(练习目标):
下面有一段讲 U-Net 斑马线分割模型的文字，请从它最后一句后面接着往下写。

===== 原文摘录

Model Architecture (U-Net)

This model is based on the standard U-Net architecture:

  • Encoder: 4 down-sampling blocks, each containing two 3x3 ReLU convolutions followed by one 2x2 max pooling. Channel count increases from 32 to 512.
  • Bottleneck: Two 3x3 ReLU convolutions with 512 channels.
  • Decoder: 4 up-sampling blocks, each containing one 2x2 transpose convolution, concatenation with the corresponding encoder feature map (Skip Connection), and two 3x3 ReLU convolutions. Channel count decreases from 256 to 32.
  • Output Layer: A 1x1 convolution maps channels to NUM_CLASSES=2, followed by softmax activation for pixel-wise probabilities, and finally a linear activation to ensure float32 output compatible with mixed precision.
  • Parameter Count: Approximately 7.76 million.
  • Network

Experimental Results and Evaluation

  • Training Performance: On an NVIDIA RTX 30 series GPU with mixed precision enabled, using the adjusted resolution (352x640) and Batch Size (8), each training epoch takes approximately 70-80 seconds.
  • Evaluation Metrics (on CDSet test set, after 5 epochs):
    • Loss: Training and validation loss decreased steadily.
    • Pixel Accuracy: Reached nearly 0.98 on the validation set.
    • Mean Intersection over Union (MeanIoU): Validation MeanIoU reached around 0.62 (this is a key metric for evaluating segmentation quality).
  • Visualization Results:
    • The model performs well on clear, unobstructed zebra crossings.

==========
===== 数据条目

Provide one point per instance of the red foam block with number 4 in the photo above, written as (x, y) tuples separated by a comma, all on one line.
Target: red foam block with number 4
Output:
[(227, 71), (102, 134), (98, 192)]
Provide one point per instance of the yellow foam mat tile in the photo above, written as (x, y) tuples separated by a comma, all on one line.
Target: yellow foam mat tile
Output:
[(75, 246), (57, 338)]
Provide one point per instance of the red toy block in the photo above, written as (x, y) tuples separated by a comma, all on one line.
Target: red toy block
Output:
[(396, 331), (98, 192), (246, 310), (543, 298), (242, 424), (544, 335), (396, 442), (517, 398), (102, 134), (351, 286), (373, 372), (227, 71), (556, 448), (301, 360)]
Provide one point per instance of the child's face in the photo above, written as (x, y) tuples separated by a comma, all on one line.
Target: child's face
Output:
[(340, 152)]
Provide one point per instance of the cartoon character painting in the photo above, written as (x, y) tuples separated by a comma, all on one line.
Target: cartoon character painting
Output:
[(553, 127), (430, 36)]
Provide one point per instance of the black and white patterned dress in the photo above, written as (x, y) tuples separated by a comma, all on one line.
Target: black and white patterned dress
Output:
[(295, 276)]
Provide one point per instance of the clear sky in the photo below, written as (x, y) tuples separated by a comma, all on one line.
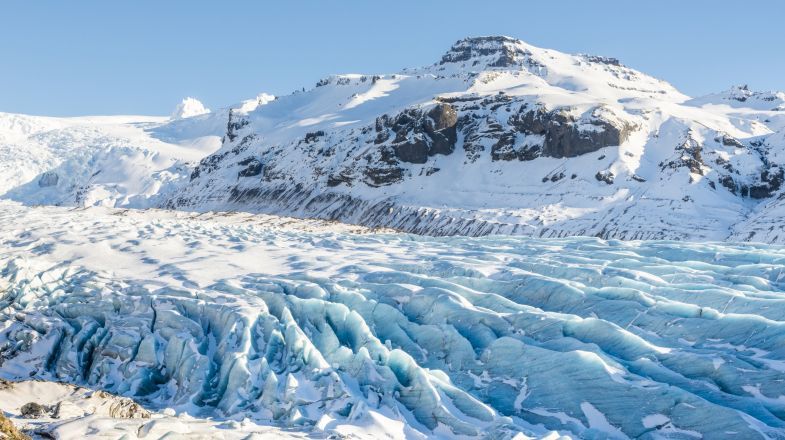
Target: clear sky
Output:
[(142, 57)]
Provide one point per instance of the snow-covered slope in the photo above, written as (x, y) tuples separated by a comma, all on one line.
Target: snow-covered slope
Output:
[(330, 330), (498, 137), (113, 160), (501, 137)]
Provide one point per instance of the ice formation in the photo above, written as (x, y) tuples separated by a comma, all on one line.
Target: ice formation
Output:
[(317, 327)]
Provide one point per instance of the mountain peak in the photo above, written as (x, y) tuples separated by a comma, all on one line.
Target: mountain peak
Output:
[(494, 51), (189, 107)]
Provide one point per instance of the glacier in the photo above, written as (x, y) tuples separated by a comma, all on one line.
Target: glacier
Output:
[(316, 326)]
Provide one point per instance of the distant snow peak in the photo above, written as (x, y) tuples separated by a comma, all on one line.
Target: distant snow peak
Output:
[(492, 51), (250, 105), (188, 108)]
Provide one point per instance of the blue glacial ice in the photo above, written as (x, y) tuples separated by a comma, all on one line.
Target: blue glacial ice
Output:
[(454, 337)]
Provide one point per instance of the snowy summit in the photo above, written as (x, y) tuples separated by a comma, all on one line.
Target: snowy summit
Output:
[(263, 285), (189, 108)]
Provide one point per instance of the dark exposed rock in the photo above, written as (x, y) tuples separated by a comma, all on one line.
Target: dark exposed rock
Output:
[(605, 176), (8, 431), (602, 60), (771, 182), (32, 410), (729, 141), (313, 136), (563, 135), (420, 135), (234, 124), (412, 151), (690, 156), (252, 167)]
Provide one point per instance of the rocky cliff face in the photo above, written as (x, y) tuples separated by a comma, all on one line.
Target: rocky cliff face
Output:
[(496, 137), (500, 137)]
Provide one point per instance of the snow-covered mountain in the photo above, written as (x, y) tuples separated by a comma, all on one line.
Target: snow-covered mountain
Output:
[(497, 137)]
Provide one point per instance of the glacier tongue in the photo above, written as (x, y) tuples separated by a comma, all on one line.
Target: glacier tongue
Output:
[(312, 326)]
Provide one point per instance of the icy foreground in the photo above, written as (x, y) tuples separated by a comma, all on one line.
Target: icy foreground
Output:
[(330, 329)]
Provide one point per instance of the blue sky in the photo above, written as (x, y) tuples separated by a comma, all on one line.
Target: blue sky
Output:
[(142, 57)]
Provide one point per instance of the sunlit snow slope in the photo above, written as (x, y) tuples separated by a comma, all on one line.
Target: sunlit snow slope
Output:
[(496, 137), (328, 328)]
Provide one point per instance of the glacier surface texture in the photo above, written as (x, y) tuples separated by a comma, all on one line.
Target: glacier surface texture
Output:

==========

(完成结果):
    • Performance may degrade under complex conditions like varying illumination, shadows, partial occlusions, road wear, etc., potentially leading to less precise segmentation boundaries or missed/false detections.
    • Model Accuracy

Partial Result Visualization
result
result
result
result
result


中文

U-Net 实现斑马线语义分割 (zebra_crossing-with-U-net)

本项目使用 TensorFlow 和 Keras 实现了一个基于 U-Net 架构的语义分割模型,用于从车载摄像头采集的道路场景图像中自动提取斑马线区域。

项目概述

本项目旨在:

  1. 实现经典的 U-Net 模型用于图像语义分割任务。
  2. 在 CDSet 数据集上训练模型以识别斑马线。
  3. 提供数据预处理、模型训练、对新图像进行批量预测以及结果可视化的完整流程代码。
  4. 探索包括混合精度训练在内的性能优化策略。

特点

  • 基于 TensorFlow/Keras 的 U-Net 模型实现。
  • 包含将 CDSet 的 YOLO 格式标签转换为 PNG 掩码的预处理脚本 (process_label.ipynb)
  • 包含可选的图像尺寸调整工具脚本 (process_label.ipynb)。
  • 使用 tf.data 构建高效的数据加载与预处理管道。
  • 支持 GPU 加速和混合精度训练 (需要兼容的硬件和 CUDA 环境)。
  • 提供模型训练和评估脚本 (U_net.ipynb)。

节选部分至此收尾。